No matter that the stuff we’re buying is neither needed nor wanted. We’ve got a bargain, which is all that counts. Our credit cards – because an awful lot of it does go on credit! – have been withering on the vine. Now we can go out and buy 12

T-shirts for under a fiver. How did we even exist while the shops were shut?

Social distancing? Are you nutski? How can the fear of contractin­g a virus compare with the joy of conquest now that the designer outlet park Bicester Village is opening again? Blow Covid-19: that discounted Burberry handbag is mine, mine, mine, a far more satisfying conquest than ever a big cat was in the dark days of hunting on safari.

Some people are demanding the village close because, ahem, the crowds seem to be a little too close to one another for comfort, but we’ve had three months of not being able to rudely shove each other aside in the race for the perfect 49-inch TV and that’s despite the fact we’ve already got three identical ones at home. And you can never have too many pairs of designer trainers. You know it makes sense: a few months ago we were panic buying loo paper.

Image-grounded pointing data
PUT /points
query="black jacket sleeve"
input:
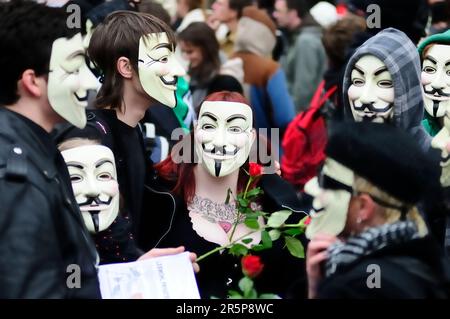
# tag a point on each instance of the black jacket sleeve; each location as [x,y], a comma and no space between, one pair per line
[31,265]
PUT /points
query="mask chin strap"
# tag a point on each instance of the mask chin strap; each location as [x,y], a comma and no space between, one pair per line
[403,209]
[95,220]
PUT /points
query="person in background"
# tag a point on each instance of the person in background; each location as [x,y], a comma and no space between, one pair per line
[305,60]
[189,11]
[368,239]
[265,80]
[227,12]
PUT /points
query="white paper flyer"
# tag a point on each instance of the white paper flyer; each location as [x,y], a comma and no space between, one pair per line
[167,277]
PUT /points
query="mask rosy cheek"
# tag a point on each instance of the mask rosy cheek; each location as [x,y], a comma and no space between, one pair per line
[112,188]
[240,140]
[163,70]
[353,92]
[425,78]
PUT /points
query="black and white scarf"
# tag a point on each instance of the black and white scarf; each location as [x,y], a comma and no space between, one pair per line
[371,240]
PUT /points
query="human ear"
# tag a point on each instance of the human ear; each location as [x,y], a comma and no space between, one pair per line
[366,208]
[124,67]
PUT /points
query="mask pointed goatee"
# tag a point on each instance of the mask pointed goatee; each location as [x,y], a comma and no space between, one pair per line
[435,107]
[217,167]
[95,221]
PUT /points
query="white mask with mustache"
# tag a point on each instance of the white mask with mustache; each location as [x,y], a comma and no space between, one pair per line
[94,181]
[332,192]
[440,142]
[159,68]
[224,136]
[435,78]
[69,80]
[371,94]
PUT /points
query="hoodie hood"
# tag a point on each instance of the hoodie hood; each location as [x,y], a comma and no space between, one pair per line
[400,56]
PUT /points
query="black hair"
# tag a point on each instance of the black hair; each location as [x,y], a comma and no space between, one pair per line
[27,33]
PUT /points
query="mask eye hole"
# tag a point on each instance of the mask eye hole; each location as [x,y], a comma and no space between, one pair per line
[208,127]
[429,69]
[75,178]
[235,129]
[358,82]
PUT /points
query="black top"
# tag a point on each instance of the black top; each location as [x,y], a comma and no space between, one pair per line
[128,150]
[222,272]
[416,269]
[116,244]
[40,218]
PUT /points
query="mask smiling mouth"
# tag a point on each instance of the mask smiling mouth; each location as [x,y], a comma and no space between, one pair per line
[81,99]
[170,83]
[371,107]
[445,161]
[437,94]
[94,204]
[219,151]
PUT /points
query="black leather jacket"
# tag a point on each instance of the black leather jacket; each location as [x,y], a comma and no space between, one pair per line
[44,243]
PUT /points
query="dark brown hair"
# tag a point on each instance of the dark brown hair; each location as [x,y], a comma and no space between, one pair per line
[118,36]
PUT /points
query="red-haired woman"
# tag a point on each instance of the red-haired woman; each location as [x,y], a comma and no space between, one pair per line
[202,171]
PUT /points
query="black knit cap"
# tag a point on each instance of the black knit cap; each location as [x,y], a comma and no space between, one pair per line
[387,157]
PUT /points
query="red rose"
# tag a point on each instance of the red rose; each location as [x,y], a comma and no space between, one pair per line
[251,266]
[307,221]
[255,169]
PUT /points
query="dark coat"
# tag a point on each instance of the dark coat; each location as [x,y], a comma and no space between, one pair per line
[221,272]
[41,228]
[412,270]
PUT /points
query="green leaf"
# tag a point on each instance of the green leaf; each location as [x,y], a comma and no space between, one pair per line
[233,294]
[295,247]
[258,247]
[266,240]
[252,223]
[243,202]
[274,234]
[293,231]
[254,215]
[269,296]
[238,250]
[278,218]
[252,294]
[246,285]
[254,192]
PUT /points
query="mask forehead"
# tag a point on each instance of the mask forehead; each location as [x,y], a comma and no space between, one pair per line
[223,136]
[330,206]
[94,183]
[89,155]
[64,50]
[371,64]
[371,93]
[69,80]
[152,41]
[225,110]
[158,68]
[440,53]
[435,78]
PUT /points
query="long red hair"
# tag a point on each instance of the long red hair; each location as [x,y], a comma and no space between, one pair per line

§ **What you need to do**:
1. In the piece on post-lockdown shopping, which designer outlet park is described as opening again?
2. From the piece on post-lockdown shopping, extract the passage that starts at the words "No matter that" and ends after "hunting on safari.", copying it word for word.

§ **Expected responses**:
1. Bicester Village

2.
No matter that the stuff we’re buying is neither needed nor wanted. We’ve got a bargain, which is all that counts. Our credit cards – because an awful lot of it does go on credit! – have been withering on the vine. Now we can go out and buy 12

T-shirts for under a fiver. How did we even exist while the shops were shut?

Social distancing? Are you nutski? How can the fear of contractin­g a virus compare with the joy of conquest now that the designer outlet park Bicester Village is opening again? Blow Covid-19: that discounted Burberry handbag is mine, mine, mine, a far more satisfying conquest than ever a big cat was in the dark days of hunting on safari.